- [Set exercise]
Count the lines in the items below that contain the string "stem", and reply with the number alone.

- [Provided records]
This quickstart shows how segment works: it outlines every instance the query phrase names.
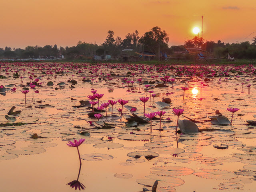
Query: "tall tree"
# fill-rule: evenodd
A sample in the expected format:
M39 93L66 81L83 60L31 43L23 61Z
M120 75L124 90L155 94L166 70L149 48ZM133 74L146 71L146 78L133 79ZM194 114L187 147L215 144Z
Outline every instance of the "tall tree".
M169 36L164 30L156 26L145 33L139 42L143 44L145 48L148 48L151 51L157 53L158 49L168 47Z
M252 40L253 42L252 43L252 45L256 45L256 36L253 38Z
M192 39L189 39L186 41L184 45L186 47L194 47L195 46L193 40Z

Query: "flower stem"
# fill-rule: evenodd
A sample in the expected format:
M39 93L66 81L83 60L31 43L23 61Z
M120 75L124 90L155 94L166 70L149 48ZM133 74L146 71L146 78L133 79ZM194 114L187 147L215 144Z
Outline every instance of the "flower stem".
M78 152L78 156L79 156L79 161L80 161L80 165L82 165L82 162L81 161L81 157L80 156L80 153L79 152L79 150L78 149L78 148L77 147L77 152Z
M232 124L232 120L233 120L233 116L234 115L234 113L232 114L232 118L231 118L231 122L230 122L230 126Z
M178 119L177 119L177 124L176 125L176 134L177 134L177 130L178 129L178 123L179 122L179 116L178 116Z

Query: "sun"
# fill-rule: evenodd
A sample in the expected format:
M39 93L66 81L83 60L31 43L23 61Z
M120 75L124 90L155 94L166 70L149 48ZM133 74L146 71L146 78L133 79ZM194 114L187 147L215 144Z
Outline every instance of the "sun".
M194 27L193 29L193 32L194 34L198 34L200 31L200 29L198 27Z

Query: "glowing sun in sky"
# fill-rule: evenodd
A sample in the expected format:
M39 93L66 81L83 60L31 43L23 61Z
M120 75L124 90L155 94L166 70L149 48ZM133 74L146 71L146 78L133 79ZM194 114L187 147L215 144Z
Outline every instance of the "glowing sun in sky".
M199 29L198 27L194 27L193 29L193 32L194 34L198 34L199 32L199 31L200 31L200 29Z

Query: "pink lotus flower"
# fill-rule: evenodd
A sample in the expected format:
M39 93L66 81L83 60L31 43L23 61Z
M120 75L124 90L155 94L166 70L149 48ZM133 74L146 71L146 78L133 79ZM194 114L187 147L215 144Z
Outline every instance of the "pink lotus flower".
M107 103L104 103L101 104L101 106L106 108L106 115L107 115L107 107L109 105L109 103L108 102Z
M100 114L101 114L101 112L104 109L104 107L103 107L103 106L102 106L101 105L99 107L98 107L97 108L97 109L98 109L98 110L100 110Z
M75 139L74 143L70 141L68 142L68 143L66 144L69 147L78 147L85 140L85 139L80 139L78 141L77 141Z
M92 90L91 91L91 93L92 94L95 94L97 92L97 90Z
M230 122L230 125L232 124L232 120L233 120L233 116L234 115L234 113L235 112L236 112L240 109L238 109L237 108L233 108L232 107L231 108L227 108L227 110L228 110L228 111L230 111L232 113L232 118L231 118L231 121Z
M71 182L70 182L68 183L67 185L70 185L70 187L72 188L74 187L76 190L78 188L80 191L81 190L81 189L82 190L84 190L85 188L84 186L77 180L74 180Z
M112 100L108 100L109 104L112 106L111 109L111 115L113 115L113 106L117 103L117 101L113 101Z
M176 134L177 134L177 131L178 130L178 124L179 122L179 117L181 115L184 111L184 109L175 108L174 108L172 110L172 112L178 116L178 119L177 119L177 124L176 125Z
M81 167L81 166L82 165L82 162L81 162L81 157L80 156L80 153L79 152L79 150L78 150L78 147L84 142L85 140L85 139L80 139L78 141L77 141L76 140L74 139L74 143L71 141L70 141L68 142L68 143L66 144L69 147L76 147L77 149L77 152L78 153L78 156L79 157L79 161L80 162L80 167ZM78 180L78 178L77 179Z
M162 116L166 112L164 111L159 111L156 112L156 114L160 116L160 126L159 126L159 129L161 130L161 119Z
M100 114L99 113L96 113L96 114L94 114L94 117L95 117L98 121L100 118L102 116L102 115L101 114Z
M172 110L172 112L177 116L180 116L183 113L184 111L184 110L181 109L174 108Z
M156 94L152 94L151 95L151 96L152 96L152 97L153 97L153 101L154 102L155 102L155 97L156 96Z
M144 112L143 114L144 114L144 116L145 117L145 104L146 102L149 99L149 97L140 97L140 99L144 103Z
M88 95L87 97L91 100L92 100L96 98L96 96L95 95Z
M184 99L184 95L185 95L185 91L188 90L188 87L182 87L181 89L182 89L184 91L184 92L183 93L183 99Z
M150 119L150 133L152 132L152 119L156 116L157 114L155 112L150 113L144 114L144 116L147 117Z
M122 99L118 99L117 100L120 104L122 105L122 109L121 110L121 116L122 117L122 115L123 114L123 107L124 105L128 103L129 101L125 100L123 100ZM121 119L120 119L120 120L121 120Z
M21 91L21 92L25 94L25 104L26 105L26 95L27 93L29 92L29 90L24 90Z
M136 111L136 110L137 110L137 109L136 109L136 108L134 108L134 107L133 107L131 109L130 111L131 112L134 112L134 111Z

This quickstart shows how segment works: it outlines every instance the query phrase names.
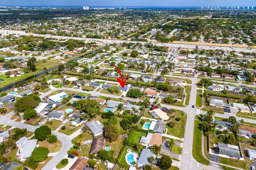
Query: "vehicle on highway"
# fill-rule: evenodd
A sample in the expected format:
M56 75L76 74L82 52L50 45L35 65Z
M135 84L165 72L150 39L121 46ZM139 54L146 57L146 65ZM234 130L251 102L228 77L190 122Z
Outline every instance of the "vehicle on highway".
M39 126L42 125L42 124L43 124L43 123L42 122L40 122L40 123L38 124L37 125L36 125L36 126L37 126L38 127L39 127Z
M68 157L74 159L75 158L75 156L70 154L68 156Z
M65 120L64 121L63 121L63 122L62 122L62 124L65 124L66 123L67 123L67 122L68 121L68 120L67 119Z

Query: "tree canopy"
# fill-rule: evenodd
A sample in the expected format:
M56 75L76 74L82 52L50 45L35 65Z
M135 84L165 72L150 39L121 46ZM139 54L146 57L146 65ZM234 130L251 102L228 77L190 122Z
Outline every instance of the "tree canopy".
M38 162L45 160L49 154L49 149L45 147L40 147L34 149L31 154L31 158L34 161Z
M30 94L17 100L14 107L17 112L24 112L28 109L34 109L40 102L41 99L34 94Z
M35 131L35 137L39 141L43 141L52 133L51 129L47 126L42 125Z

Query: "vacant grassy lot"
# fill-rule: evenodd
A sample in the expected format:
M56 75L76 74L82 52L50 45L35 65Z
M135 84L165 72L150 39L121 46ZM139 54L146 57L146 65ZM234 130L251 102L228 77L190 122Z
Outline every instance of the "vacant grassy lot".
M175 126L174 127L170 127L168 126L166 126L168 129L167 134L176 137L183 138L184 137L184 133L185 132L184 127L186 125L187 115L184 115L182 111L180 110L175 110L175 111L173 113L175 117L172 118L171 121L175 122ZM179 122L176 121L174 119L178 117L180 117L180 121Z
M204 159L202 153L202 122L200 121L195 120L195 125L193 138L193 149L192 154L193 157L200 163L205 165L208 165L210 162Z

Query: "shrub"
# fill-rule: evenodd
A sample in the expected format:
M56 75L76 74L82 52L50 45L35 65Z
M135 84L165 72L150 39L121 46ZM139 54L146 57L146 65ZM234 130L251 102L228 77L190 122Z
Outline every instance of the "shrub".
M88 160L88 164L91 166L94 166L96 165L96 161L95 161L94 160L90 159L90 160Z
M68 160L66 158L62 159L62 160L61 160L61 162L60 162L60 163L62 165L68 164Z
M178 117L175 118L176 121L179 121L180 120L180 117Z

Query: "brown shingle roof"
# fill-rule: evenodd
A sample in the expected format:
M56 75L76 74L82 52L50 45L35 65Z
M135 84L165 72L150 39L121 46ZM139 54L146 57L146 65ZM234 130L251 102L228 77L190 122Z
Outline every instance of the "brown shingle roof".
M162 143L162 136L161 135L153 133L149 144L152 145L156 145L157 146L160 146Z
M95 137L93 138L90 154L93 153L97 154L99 150L103 149L104 139L103 137Z
M78 158L71 166L69 170L82 170L87 164L88 160L82 158Z

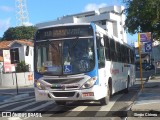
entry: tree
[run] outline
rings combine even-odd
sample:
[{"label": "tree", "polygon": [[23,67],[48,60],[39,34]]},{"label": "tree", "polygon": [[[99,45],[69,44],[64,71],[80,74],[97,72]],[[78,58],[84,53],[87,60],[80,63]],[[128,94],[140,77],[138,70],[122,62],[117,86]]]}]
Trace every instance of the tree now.
[{"label": "tree", "polygon": [[126,0],[125,26],[130,34],[152,32],[160,38],[160,0]]},{"label": "tree", "polygon": [[29,65],[25,61],[20,61],[20,63],[17,63],[16,72],[29,72]]},{"label": "tree", "polygon": [[33,39],[36,32],[34,26],[11,27],[4,32],[3,40]]}]

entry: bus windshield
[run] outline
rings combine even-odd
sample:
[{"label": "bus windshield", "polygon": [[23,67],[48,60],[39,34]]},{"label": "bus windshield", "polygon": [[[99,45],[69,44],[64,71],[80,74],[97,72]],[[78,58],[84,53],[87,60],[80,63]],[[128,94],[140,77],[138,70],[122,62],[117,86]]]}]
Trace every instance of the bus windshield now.
[{"label": "bus windshield", "polygon": [[95,66],[93,36],[46,40],[37,42],[35,48],[36,71],[41,74],[78,74]]}]

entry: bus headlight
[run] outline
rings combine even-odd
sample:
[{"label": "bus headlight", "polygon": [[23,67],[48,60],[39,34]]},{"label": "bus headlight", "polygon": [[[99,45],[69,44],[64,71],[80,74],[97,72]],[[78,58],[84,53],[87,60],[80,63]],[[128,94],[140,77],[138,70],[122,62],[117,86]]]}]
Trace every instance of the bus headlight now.
[{"label": "bus headlight", "polygon": [[45,90],[45,86],[42,83],[40,83],[38,80],[35,82],[35,84],[38,89]]},{"label": "bus headlight", "polygon": [[93,77],[93,78],[90,78],[89,80],[87,80],[87,82],[85,82],[81,88],[85,89],[85,88],[90,88],[92,87],[95,82],[97,80],[97,77]]}]

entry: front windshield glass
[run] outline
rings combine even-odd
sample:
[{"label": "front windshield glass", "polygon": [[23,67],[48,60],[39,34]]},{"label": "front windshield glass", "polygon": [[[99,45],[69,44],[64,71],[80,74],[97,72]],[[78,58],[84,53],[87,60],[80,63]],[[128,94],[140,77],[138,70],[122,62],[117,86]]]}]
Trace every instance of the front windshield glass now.
[{"label": "front windshield glass", "polygon": [[93,37],[37,42],[36,55],[36,68],[42,74],[78,74],[95,66]]}]

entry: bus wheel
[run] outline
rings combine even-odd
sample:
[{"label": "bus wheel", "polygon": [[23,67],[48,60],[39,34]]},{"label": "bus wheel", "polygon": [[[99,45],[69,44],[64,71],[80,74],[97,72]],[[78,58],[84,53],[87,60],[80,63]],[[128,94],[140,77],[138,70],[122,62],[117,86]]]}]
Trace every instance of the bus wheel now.
[{"label": "bus wheel", "polygon": [[110,84],[108,84],[107,92],[108,92],[108,94],[104,98],[100,99],[101,105],[107,105],[109,103],[109,99],[111,96]]},{"label": "bus wheel", "polygon": [[57,105],[66,105],[65,101],[55,101]]},{"label": "bus wheel", "polygon": [[130,78],[128,76],[128,78],[127,78],[127,88],[124,89],[124,93],[126,93],[126,94],[129,92],[129,84],[130,84]]}]

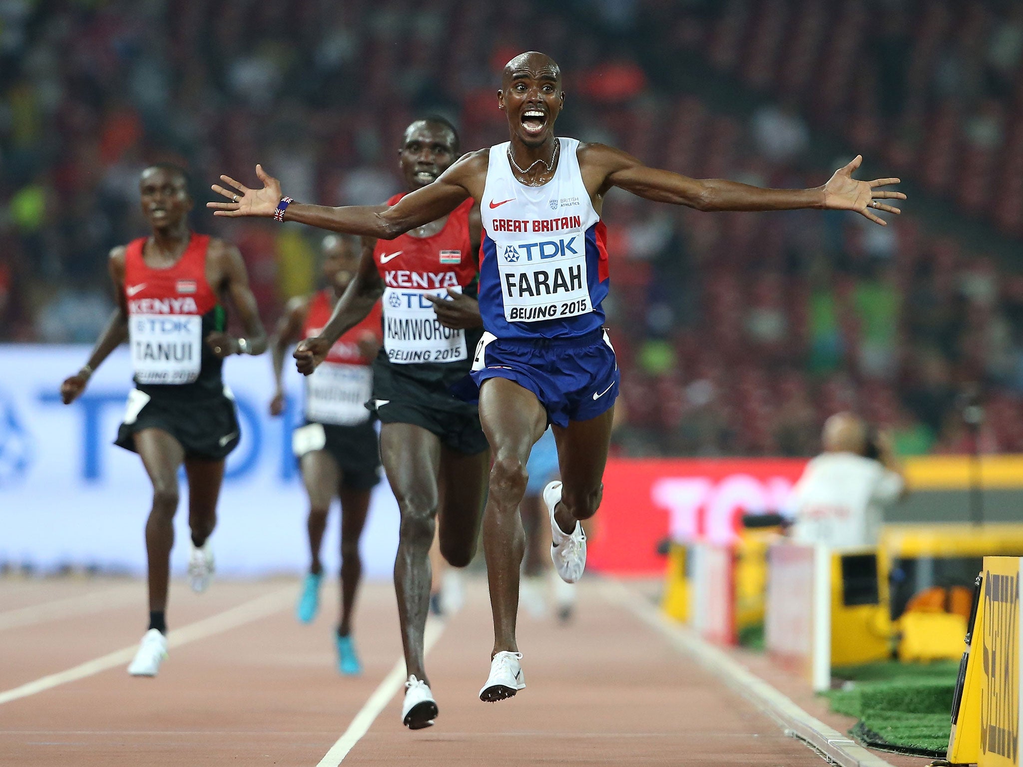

- [Reply]
2